→ **Extract to read**:
The disclosure document is only a summary of important information. You should study the franchise agreement in detail as this is ultimately the document you will be signing. Have a lawyer with franchising experience review the disclosure document and franchise agreement so that he or she can ensure that it meets all legal requirements and that you understand what you are signing. Also seek advice from your accountant and the bank to ensure that you can financially afford the investment. The bank may also request a copy of the disclosure document so that they can make an informed lending decision.

If the franchisor is willing to negotiate significantly the terms of the franchise agreement, be concerned. Flexibility may be a sign of a franchisor needing to sell a franchise for cash flow. Changing agreements significantly can affect the integrity of the entire franchise system. Franchising is based on uniformity.

Occasionally I see a business lawyer with no franchising experience review a franchise agreement and come back trying to change the entire agreement as well as the licensing relationship. The franchise agreement is a one-sided document in favor of the franchisor. It is intentionally written this way in order that the franchisor can protect the integrity of the brand and operating system. If there is a franchisee that is damaging the brand’s reputation, the franchise agreement gives the franchisor the ability to take corrective action. This is in the interest of all the other franchisees. A one sided agreement in favor of the franchisor allows this to effectively happen.

→ **Data shown**:
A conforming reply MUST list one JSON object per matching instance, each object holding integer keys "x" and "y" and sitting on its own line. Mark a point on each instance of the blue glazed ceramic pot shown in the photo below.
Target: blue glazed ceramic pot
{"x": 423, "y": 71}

→ **Task instructions**:
1. According to the franchising text, what is franchising based on?
2. Reproduce the franchising text from "The disclosure document is" up to and including "informed lending decision.".
3. Carry on the franchising text, starting after its last sentence.

→ **Answers by task**:
1. Uniformity.

2.
The disclosure document is only a summary of important information. You should study the franchise agreement in detail as this is ultimately the document you will be signing. Have a lawyer with franchising experience review the disclosure document and franchise agreement so that he or she can ensure that it meets all legal requirements and that you understand what you are signing. Also seek advice from your accountant and the bank to ensure that you can financially afford the investment. The bank may also request a copy of the disclosure document so that they can make an informed lending decision.

3.
Do not be surprised by the fact that the franchise agreement will require you to sign a personal guarantee. This is a standard requirement in a franchise agreement. Franchisors are looking for a commitment from their franchisees. Provided you pay your bills, this should not be an issue for you. If you simply refuse to sign a personal guarantee, this sends a message to the franchisor that you may not be intending to pay your bills, which will justifiably raise concerns for the franchisor. Your legal and financial advisors, along with the franchisor, will all assist you in reviewing the documents and your obligations as a franchisee. The disclosure document is a valuable tool in assisting you in making a fully informed business decision.

 

Franchise Experience Counts

I was recently working with a candidate who was looking to acquire a franchise from one of my franchise clients. I advised the prospect to have the franchise agreement reviewed by a lawyer who had franchising experience. The candidate came back three weeks later with a review summary of the franchise agreement along with ten pages of proposed changes to the agreement that would make the agreement a two-sided agreement rather than a one-sided one. In discussions with the candidate, he confirmed that he had checked with the lawyer and the lawyer had claimed to have franchising experience. As I reviewed the pages of almost 40 proposed changes, it was clear that this lawyer did not understand the franchisee/franchisor relationship and that the changes could not be permitted.

This candidate was a great prospective franchisee who, regretfully, had been given some bad legal advice. Although lawyers may claim to have franchising experience, they may not understand the franchise licensing relationship. I directed the candidate to consult another lawyer and gave him the name of three other lawyers to consult with who were specialists in franchising. With the help of another lawyer we were able to narrow down the ten pages to three or four points of clarification that we were able to address through an addendum to the franchise agreement.

You can find lawyers that specialize in franchising in Canada through the Canadian Franchise Association website, www.cfa.ca. In the United States, attorneys specializing in franchising can be found through the International Franchise Association (http://www.franchise.org) under suppliers. By using a lawyer who specializes in franchising you will avoid having to pay for legal advice twice.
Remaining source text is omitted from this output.